Segment Open

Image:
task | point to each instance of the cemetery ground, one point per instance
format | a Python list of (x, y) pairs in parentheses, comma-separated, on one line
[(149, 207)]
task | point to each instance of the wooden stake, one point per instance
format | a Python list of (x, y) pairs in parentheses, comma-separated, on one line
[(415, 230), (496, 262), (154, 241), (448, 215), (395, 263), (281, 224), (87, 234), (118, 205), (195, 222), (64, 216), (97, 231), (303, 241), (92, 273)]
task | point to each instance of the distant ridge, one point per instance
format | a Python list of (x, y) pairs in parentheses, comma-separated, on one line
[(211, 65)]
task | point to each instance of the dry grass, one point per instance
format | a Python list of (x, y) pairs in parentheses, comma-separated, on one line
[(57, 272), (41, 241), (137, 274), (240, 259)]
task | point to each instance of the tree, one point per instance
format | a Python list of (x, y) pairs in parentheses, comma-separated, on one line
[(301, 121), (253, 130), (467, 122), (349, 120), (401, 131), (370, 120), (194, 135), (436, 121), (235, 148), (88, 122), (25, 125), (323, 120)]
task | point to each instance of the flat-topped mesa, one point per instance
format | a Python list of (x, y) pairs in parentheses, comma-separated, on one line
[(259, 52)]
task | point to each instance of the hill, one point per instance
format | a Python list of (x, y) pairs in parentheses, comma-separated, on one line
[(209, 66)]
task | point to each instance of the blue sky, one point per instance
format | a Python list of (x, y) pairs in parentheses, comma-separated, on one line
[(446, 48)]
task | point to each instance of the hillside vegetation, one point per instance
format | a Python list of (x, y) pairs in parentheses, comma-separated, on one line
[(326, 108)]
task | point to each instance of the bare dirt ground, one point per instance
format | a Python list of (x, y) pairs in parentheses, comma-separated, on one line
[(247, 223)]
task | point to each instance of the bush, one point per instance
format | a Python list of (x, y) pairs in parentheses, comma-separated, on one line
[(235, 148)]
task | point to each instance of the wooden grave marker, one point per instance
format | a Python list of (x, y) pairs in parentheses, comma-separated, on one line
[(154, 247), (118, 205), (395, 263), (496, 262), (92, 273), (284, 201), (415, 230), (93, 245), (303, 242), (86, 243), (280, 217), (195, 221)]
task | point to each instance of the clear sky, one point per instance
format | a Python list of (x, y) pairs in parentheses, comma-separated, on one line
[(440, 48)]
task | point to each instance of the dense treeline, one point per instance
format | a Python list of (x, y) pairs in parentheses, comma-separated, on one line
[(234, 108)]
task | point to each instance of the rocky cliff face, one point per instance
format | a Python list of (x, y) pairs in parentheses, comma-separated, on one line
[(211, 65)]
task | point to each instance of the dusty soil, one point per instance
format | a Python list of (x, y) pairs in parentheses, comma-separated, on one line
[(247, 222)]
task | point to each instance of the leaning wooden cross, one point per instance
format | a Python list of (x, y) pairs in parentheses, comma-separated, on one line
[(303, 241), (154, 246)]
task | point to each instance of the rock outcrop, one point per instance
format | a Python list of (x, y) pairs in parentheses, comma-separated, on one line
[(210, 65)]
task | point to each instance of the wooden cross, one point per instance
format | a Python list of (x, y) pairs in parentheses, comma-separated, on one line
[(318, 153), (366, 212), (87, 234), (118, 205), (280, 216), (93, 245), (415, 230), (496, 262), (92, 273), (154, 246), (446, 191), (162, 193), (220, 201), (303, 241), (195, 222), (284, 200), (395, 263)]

Segment Closed
Segment Open

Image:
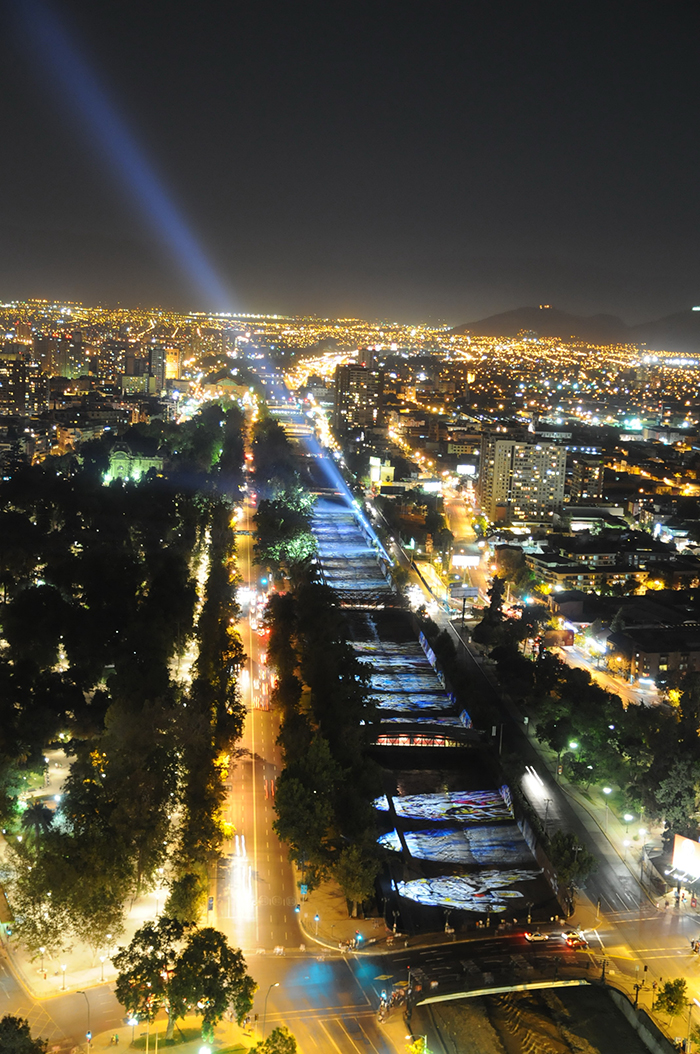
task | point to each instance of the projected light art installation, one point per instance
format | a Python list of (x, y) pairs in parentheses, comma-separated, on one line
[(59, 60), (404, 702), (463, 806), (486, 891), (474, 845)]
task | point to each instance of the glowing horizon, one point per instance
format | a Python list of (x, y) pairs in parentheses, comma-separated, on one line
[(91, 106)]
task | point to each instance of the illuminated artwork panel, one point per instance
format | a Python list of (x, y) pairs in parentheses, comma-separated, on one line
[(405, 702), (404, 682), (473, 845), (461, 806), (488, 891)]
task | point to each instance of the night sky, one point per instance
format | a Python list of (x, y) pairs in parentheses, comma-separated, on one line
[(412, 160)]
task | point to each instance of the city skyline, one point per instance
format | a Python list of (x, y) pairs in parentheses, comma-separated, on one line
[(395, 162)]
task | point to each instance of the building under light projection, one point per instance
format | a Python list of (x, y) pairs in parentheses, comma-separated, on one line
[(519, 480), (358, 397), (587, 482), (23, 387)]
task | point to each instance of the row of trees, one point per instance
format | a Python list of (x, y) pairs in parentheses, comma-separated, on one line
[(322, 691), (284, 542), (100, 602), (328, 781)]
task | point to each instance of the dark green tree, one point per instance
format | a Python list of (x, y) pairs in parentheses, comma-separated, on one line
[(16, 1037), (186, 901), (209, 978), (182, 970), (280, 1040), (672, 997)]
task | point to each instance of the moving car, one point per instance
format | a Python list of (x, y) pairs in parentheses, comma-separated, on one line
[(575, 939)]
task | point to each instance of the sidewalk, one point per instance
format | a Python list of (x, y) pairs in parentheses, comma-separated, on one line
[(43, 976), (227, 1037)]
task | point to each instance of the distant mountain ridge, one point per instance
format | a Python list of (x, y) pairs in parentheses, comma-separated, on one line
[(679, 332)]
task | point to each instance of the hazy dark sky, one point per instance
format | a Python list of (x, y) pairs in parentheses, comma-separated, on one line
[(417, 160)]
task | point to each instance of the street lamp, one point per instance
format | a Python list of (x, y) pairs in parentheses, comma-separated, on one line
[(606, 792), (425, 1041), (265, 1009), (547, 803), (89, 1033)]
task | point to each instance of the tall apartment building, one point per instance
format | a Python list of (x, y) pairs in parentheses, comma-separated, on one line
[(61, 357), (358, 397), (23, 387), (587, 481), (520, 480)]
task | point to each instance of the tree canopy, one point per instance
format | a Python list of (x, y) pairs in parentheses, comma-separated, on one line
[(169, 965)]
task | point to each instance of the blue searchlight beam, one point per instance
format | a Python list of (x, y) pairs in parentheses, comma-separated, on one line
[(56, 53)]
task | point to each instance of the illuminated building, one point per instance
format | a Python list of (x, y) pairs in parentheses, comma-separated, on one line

Segment Closed
Segment Open

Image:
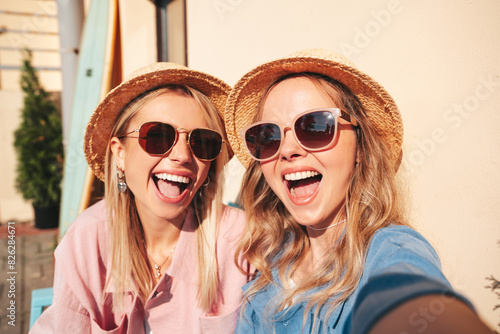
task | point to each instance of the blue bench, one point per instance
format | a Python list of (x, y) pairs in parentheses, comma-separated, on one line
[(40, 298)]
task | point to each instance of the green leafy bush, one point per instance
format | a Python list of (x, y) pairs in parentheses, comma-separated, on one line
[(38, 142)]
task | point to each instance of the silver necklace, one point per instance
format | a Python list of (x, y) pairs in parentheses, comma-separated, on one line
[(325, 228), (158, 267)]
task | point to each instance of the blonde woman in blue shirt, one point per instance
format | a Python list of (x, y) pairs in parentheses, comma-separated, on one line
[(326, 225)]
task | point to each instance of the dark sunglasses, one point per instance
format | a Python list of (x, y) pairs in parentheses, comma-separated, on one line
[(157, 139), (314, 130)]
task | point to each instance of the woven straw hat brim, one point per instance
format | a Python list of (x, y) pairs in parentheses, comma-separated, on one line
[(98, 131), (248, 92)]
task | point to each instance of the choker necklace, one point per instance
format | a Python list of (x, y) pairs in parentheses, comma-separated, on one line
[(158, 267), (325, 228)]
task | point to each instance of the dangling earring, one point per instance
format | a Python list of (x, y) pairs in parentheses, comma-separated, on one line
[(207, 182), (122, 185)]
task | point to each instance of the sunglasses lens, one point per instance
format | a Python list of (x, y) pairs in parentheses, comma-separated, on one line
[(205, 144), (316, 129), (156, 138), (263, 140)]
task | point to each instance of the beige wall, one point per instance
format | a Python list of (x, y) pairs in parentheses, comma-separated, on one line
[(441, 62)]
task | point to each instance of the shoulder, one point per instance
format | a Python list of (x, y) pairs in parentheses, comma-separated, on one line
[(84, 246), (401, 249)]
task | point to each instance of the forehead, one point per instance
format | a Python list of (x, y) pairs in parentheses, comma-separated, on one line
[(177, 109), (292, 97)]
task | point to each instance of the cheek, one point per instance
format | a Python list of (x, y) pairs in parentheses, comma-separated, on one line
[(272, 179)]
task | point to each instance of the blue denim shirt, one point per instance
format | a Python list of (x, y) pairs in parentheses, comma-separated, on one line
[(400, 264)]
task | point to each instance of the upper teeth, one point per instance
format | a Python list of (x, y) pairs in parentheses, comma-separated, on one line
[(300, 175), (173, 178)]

Segment Closed

- ABOUT THIS TASK:
Every line that holds the string "cross" must be copied from the records above.

- THE ANSWER:
task | point to each instance of the leaning wooden cross, one point per instance
task | point to each instance of the wooden cross, one point per instance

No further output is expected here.